Dataset excerpts
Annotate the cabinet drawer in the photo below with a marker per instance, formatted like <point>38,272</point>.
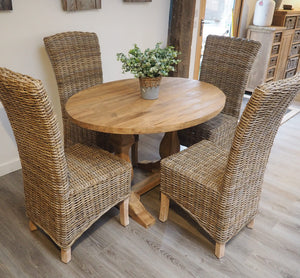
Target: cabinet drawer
<point>290,73</point>
<point>277,37</point>
<point>297,36</point>
<point>292,63</point>
<point>270,73</point>
<point>295,49</point>
<point>273,62</point>
<point>290,22</point>
<point>275,49</point>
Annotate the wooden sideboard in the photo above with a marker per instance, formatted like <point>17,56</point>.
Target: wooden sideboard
<point>279,55</point>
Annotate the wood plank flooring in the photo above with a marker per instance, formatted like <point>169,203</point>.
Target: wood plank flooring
<point>176,248</point>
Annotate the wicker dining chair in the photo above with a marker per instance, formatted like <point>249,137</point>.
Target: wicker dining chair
<point>76,61</point>
<point>226,64</point>
<point>219,188</point>
<point>66,189</point>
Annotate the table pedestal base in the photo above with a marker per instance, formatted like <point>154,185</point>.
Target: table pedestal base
<point>122,144</point>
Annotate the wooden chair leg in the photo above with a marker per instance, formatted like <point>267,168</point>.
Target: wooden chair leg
<point>164,207</point>
<point>134,151</point>
<point>65,255</point>
<point>32,226</point>
<point>124,212</point>
<point>250,225</point>
<point>220,250</point>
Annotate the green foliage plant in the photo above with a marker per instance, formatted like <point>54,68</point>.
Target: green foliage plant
<point>150,63</point>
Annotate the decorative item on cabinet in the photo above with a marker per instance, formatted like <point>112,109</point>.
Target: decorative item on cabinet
<point>267,62</point>
<point>291,20</point>
<point>263,14</point>
<point>280,52</point>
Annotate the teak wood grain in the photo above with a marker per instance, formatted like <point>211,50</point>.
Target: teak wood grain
<point>117,107</point>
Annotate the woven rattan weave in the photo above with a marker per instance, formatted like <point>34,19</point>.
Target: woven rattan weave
<point>226,64</point>
<point>221,189</point>
<point>76,61</point>
<point>66,191</point>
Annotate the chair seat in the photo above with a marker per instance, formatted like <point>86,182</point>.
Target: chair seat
<point>89,166</point>
<point>219,130</point>
<point>192,178</point>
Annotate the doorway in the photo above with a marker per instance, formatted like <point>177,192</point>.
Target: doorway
<point>216,17</point>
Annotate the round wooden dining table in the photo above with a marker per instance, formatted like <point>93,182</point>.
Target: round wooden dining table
<point>117,108</point>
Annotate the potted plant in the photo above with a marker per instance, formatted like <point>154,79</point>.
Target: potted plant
<point>149,66</point>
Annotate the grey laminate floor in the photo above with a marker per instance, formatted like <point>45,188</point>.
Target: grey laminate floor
<point>176,248</point>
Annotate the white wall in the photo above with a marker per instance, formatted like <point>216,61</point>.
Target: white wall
<point>118,25</point>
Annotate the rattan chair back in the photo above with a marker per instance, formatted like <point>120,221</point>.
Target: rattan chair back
<point>226,64</point>
<point>252,144</point>
<point>37,135</point>
<point>76,61</point>
<point>66,189</point>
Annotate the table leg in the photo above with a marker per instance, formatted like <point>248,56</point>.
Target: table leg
<point>137,211</point>
<point>169,144</point>
<point>122,144</point>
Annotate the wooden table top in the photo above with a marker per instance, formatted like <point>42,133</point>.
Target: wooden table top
<point>117,107</point>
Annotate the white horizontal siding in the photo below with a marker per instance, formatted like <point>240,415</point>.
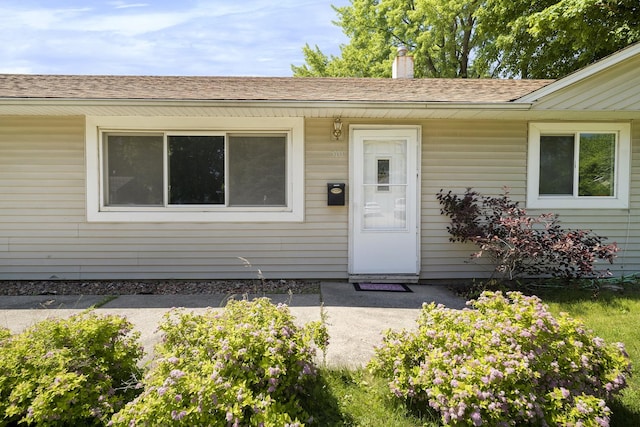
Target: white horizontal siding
<point>44,232</point>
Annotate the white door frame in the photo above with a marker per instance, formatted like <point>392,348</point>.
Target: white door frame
<point>354,207</point>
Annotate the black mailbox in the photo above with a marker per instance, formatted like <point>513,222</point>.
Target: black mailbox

WORK INSTRUCTION
All lines above from the one with "Annotate the wooden table" to the one with "Annotate the white horizontal", inclusive, should be copied exactly, and no other lines.

COMPLETED TASK
Annotate the wooden table top in the photo above with a marker per instance, formatted like <point>42,133</point>.
Target: wooden table top
<point>117,107</point>
Annotate the white horizontal siding in the photo below with a marker per instance, formatted like <point>240,415</point>.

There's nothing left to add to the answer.